■ **Problem**
Please rewrite the material below, putting "occurrence" wherever "instance" appears and leaving everything else as it is.

■ **Provided entries**
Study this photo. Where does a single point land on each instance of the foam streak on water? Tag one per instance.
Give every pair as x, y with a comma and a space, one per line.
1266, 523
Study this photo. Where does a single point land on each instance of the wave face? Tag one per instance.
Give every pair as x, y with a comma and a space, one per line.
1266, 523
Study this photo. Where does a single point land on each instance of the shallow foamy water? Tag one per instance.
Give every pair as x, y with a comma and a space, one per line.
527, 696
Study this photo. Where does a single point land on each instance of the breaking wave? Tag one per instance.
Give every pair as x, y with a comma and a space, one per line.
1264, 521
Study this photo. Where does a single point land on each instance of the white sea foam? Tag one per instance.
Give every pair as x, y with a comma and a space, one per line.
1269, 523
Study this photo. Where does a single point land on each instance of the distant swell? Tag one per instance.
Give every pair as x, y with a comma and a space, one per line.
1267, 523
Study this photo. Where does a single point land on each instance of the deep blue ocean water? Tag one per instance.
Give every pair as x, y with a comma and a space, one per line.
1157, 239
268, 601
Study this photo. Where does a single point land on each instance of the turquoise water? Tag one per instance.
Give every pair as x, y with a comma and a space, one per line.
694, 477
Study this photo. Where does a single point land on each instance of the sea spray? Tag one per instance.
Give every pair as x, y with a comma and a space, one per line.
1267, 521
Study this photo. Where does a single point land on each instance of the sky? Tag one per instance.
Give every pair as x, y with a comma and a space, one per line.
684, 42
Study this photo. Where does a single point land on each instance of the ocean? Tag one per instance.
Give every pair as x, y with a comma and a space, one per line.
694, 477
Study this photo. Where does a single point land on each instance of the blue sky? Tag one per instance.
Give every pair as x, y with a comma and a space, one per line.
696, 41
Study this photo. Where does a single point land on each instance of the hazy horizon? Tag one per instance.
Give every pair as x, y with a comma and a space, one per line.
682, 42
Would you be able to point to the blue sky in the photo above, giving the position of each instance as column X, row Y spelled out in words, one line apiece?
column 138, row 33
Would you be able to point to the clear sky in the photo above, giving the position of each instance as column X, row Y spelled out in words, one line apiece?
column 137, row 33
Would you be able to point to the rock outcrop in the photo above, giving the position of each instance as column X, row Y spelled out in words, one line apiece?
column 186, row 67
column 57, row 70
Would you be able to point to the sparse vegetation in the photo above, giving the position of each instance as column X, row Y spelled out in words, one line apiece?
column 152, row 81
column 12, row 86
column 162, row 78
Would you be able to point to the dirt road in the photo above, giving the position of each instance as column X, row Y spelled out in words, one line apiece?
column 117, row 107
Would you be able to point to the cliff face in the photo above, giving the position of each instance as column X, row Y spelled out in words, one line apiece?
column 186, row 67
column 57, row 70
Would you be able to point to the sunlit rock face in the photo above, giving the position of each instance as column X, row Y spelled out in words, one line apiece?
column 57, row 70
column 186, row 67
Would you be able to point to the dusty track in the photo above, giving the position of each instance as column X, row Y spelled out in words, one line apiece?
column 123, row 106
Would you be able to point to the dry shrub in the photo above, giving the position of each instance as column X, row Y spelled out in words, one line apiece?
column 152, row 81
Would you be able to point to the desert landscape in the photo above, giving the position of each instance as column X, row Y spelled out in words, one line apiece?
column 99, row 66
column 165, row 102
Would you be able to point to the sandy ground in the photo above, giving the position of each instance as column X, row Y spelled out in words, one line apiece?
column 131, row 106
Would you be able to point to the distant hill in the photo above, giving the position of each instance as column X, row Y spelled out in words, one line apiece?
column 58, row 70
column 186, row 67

■ **Written response**
Study this photo. Where does a single point land on each occurrence of the foam streak on water? Tag one per occurrence.
Give every pair as x, y with a comma and a space, one per line.
1266, 523
Study this photo. Where does a single point land on each occurrence of the wave face? Tag one per occurrence.
Give every pair as x, y with a comma and a space, one per line.
1266, 523
Study this photo. Where does a single point land on each occurrence of the shallow foamy water? Tag one per occurrence.
Give every pair as x, y with a comma and a space, one per line.
527, 696
Study this photo. Where does a single point land on each occurrence of the breaking wave? Tag one per occurrence.
Give every pair as x, y with a comma and a space, one per line.
1264, 521
Study this photo. Where does a single point land on each occurrence of the white sea foam? Tag one per occurrence.
Give every pair as x, y with a comma and a space, one per line.
1269, 523
Study this photo. Where does a single point land on each occurrence of the distant swell? Tag one per occurrence.
Give every pair as x, y with a comma and a space, one per line.
1267, 523
Study this photo. Where does a single point land on each occurrence of the deep blue ocean water? Tag one per occurrence.
Give every pair as x, y with a comma and a space, one per line.
1157, 239
268, 601
Study this photo. Where does a single point land on each occurrence of the turquoise water? Tag one per occurrence.
Give every pair as x, y with a comma and a space, one per line.
694, 477
Study this photo. Where does a single point land on each occurrence of the sea spray? Tag one per occurrence.
Give every pair as x, y with a comma and a space, one per line.
1267, 521
Study this photo. Where does a single point land on each occurrence of the sky? Tag one per occurrence.
Give every pair as x, y with a comma and a space, one per line.
684, 42
Study this photo. Where does a single point land on each occurrence of the ocean? Tag one per occurrence.
Give every pair as x, y with a comma and a space, one per line.
694, 477
Study this photo. Where does a single point land on each occurrence of the blue sky? Tag one per occurrence.
Give every pair as x, y with a comma and a space, one per line.
696, 41
Study this photo. Where does a single point land on each occurrence of the hazy horizon? Tag one per occurrence.
Give every pair as x, y with a comma and a space, one per line.
682, 42
Would you be able to point to the blue sky in the photo above, giving the position of each occurrence as column X, row Y spelled out in words, one line apiece?
column 138, row 33
Would you be able to point to the clear sky in the photo above, giving the position of each occurrence as column X, row Y spelled out in words, one line apiece?
column 137, row 33
Would you be able to point to the rock outcrop in the photo above, giving the position of each occurrence as column X, row Y spelled out in words, one line apiece?
column 186, row 67
column 57, row 70
Would you be able to point to the sparse vegetation in the photo above, giving the position of each occurrence as column X, row Y spelled out in words, one line apiece?
column 152, row 81
column 12, row 86
column 162, row 78
Would you be able to point to the dirt road in the photo above, giving the position of each occurrence as column X, row Y spelled out in words, one line apiece?
column 117, row 107
Would you be able to point to the cliff face in the photo above, giving the position of each occurrence as column X, row Y spelled out in words, one line apiece?
column 186, row 67
column 57, row 70
Would you be able to point to the sunlit rock face in the photo above, giving the position of each occurrence as column X, row Y spelled out in words, one line apiece?
column 57, row 70
column 186, row 67
Would you be able to point to the dusty track in the photo above, giving the position of each occurrence as column X, row Y spelled out in words, one line apiece?
column 123, row 106
Would you be able to point to the dry shrub in the photo above, giving the position of each occurrence as column X, row Y spelled out in words, one line apiece?
column 152, row 81
Would you be able to point to the desert landscape in the photo above, giving the position of each occurrence as column X, row Y spelled out in words, one line apiece?
column 99, row 66
column 165, row 102
Would you be able to point to the sandy ground in the photo above, giving the position of each occurrence as column X, row Y spelled out in words, one line apiece?
column 131, row 106
Would you be able to point to the distant hill in the photo above, giving the position of each occurrence as column X, row Y spelled out in words, one line apiece?
column 58, row 70
column 186, row 67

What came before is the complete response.